→ **EXTRAIT**:
+++++
M. Necker fut le seul des ministres du roi qui n'assista point à cette séance, soit qu'il en prévît les funestes effets, soit qu'il fut instruit des moyens préparés pour la soutenir. On crut qu'il quitterait le ministère, dont, la veille, il avait offert sa démission. Un grand nombre de députés des communes se rendit chez lui pour l'engager à rester, lorsque la reine le fit appeler et qu'il promit au roi de ne pas quitter sa plaee. Les citoyens qui avaient suivi le roi après la séance, ceux qu'amenait une curiosité inquiète, inondaient les cours du château, la galerie, les appartemens; la crainte et le désespoir les agitaient; tout retentissait de leurs murmures. L'allégresse fut générale quand on apprit, de la bouche même de M. Necker, qu'il restait dans le ministère.
+++++
→ **ENREGISTREMENTS**:

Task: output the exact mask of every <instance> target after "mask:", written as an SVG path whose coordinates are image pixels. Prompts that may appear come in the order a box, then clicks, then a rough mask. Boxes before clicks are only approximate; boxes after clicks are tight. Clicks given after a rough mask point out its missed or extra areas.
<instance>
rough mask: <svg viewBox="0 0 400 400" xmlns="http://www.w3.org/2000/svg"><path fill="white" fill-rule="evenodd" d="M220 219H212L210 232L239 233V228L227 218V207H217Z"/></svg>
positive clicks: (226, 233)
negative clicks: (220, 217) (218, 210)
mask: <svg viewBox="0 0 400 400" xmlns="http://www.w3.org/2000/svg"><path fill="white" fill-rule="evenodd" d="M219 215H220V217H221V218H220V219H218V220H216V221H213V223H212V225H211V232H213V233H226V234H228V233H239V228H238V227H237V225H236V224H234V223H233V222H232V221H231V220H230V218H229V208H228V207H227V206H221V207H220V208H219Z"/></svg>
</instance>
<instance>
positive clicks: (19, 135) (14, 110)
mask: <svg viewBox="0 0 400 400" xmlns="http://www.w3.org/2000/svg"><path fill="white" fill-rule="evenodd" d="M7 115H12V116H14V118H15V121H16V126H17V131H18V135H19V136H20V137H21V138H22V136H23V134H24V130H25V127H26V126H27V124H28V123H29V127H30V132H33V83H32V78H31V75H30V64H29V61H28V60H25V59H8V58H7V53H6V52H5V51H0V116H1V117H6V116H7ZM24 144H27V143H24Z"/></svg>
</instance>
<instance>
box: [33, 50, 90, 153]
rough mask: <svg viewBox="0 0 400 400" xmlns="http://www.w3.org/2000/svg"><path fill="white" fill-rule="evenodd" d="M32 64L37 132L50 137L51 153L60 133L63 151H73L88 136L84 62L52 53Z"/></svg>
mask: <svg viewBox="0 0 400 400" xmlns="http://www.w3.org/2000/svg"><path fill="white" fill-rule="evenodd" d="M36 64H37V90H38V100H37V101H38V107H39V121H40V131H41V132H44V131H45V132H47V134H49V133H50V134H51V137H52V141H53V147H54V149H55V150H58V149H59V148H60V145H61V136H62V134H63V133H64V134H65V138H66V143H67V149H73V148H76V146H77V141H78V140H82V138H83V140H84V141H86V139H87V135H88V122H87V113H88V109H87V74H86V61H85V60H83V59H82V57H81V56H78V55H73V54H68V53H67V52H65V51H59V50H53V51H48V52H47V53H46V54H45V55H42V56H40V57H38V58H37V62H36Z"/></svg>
+++++
→ **CONSIGNE**: Renvoyez sans modification le passage de l'extrait sur M. Necker qui commence par les mots contenant "M. Necker fut" et se termine par "dans le ministère.".

→ **RÉSULTAT**:
M. Necker fut le seul des ministres du roi qui n'assista point à cette séance, soit qu'il en prévît les funestes effets, soit qu'il fut instruit des moyens préparés pour la soutenir. On crut qu'il quitterait le ministère, dont, la veille, il avait offert sa démission. Un grand nombre de députés des communes se rendit chez lui pour l'engager à rester, lorsque la reine le fit appeler et qu'il promit au roi de ne pas quitter sa plaee. Les citoyens qui avaient suivi le roi après la séance, ceux qu'amenait une curiosité inquiète, inondaient les cours du château, la galerie, les appartemens; la crainte et le désespoir les agitaient; tout retentissait de leurs murmures. L'allégresse fut générale quand on apprit, de la bouche même de M. Necker, qu'il restait dans le ministère.